• GIVEN INSTRUCTION 1:
In the listing, update the lines from the one with "Where can you find the white wainscoting" through the end of the listing by replacing "streamer" with "tail", leaving everything else unchanged.

Lessons of 2024—five truths for investors
By James Parkyn - PWL Capital - Montreal
What the past year revealed about forecasts, timing the market and diversification
The markets are a wonderful teacher. If we pay attention, they provide fascinating lessons about investing.
Our friend and author Larry Swedroe put it nicely. “With great frequency, markets offer remedial courses covering lessons they taught in previous years,” he wrote.
“That’s why one of my favorite sayings is that there’s nothing new in investing, only investment history you don’t know.”
With these wise words in mind, let’s take a look at our five main lessons from 2024. Spoiler: It may not come as a surprise that all of this year’s lessons can be found in our lessons from 2022 and 2023.
Lesson #1: No one can forecast the markets.
Market forecasters from major financial institutions had a terrible record last year. This is nothing new. They also had a poor record in 2023 and the year before that. The lesson here: Don’t pay attention to the annual caravan of forecasts and outlooks for the coming year.

• GIVEN INSTRUCTION 2:
Write what comes next in the article on investing lessons from 2024.

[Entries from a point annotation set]
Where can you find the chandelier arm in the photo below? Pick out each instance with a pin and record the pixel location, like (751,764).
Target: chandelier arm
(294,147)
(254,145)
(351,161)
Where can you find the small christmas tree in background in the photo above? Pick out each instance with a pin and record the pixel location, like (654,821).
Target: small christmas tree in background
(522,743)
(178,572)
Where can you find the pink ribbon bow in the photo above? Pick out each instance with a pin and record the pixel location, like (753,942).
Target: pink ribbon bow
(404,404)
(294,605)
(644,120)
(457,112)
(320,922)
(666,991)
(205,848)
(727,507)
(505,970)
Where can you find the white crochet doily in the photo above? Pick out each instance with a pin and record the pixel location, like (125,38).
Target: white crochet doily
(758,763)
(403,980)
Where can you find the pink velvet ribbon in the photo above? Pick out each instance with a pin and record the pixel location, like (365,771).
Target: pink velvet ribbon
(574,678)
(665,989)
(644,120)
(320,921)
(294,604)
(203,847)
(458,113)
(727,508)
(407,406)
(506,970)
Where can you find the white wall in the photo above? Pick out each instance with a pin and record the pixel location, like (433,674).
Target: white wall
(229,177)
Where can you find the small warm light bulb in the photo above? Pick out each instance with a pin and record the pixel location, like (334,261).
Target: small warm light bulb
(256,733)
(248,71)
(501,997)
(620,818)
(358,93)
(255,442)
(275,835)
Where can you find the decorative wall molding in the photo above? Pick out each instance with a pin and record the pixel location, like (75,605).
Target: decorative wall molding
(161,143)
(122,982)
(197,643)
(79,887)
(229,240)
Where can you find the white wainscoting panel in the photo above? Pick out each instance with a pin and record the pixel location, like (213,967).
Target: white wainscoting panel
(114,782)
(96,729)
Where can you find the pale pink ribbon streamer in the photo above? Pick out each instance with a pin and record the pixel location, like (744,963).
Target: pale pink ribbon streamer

• EXERCISE RESPONSE 1:
Where can you find the white wainscoting panel in the photo above? Pick out each instance with a pin and record the pixel location, like (213,967).
Target: white wainscoting panel
(114,782)
(96,729)
Where can you find the pale pink ribbon tail in the photo above? Pick out each instance with a pin and record the pixel location, like (744,963).
Target: pale pink ribbon tail

• EXERCISE RESPONSE 2:
It is true that occasionally a handful of forecasters can get it right—generally thanks to sheer luck. Even a broken clock is correct twice a day. That doesn’t mean those analysts’ predictions will be correct in future. No one can consistently predict the markets. Our advice is to tune out the noise and stay focused on your long-term investing success.
Lesson #2: Valuations don’t help you time the markets.
After two years of outstanding back-to-back gains for equities, some investors have grown nervous about excessive valuations. But such past periods don’t give solid clues about what to expect this year.
As markets hit repeated new highs last year, they continued to soar—hitting higher highs again and again. Research shows that stock markets don’t necessarily underperform after new highs. “There are no crystal balls allowing us to foresee exactly when each shift will occur [from outperformance to underperformance],” Larry Swedroe recently wrote.
That said, it is a good idea to periodically review your holdings and rebalance them to stay aligned with your target allocations. Speak with your advisor about this process. At PWL, we have such conversations regularly with our clients.
Lesson #3: Active management is a loser’s game.
Just 4% of companies were responsible for all stock market wealth creation above risk-free Treasuries from 1926 to 2023, according to an eye-opening study by Arizona State University finance professor Hendrik Bessembinder.
How do you pick the winning stocks of the future? You can’t. “Picking stocks is more like gambling than investing,” says David Booth, co-founder of Dimensional Fund Advisors.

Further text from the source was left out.